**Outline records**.
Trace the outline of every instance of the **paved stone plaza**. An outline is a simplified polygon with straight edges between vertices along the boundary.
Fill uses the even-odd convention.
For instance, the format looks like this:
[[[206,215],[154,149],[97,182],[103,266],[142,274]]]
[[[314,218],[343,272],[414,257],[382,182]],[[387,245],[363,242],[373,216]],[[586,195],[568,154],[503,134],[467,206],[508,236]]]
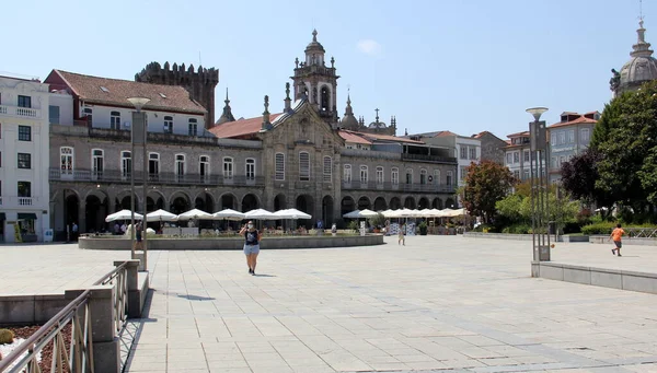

**EXERCISE DETAILS**. Set down every item above verbatim, leaving out the pictures.

**ANSWER TO THE PROBLEM**.
Trace the outline of every instance of the **paved stone plaza**. An outline is a simplified polygon with straight edges between vertices along the boundary.
Fill uses the even-odd convention.
For instance, the format looks like this:
[[[206,215],[154,149],[97,182],[103,266],[142,274]]]
[[[314,218],[343,272],[414,257],[382,182]],[[387,245],[363,242],[373,216]],[[586,195],[568,154],[503,134],[467,206],[508,236]]]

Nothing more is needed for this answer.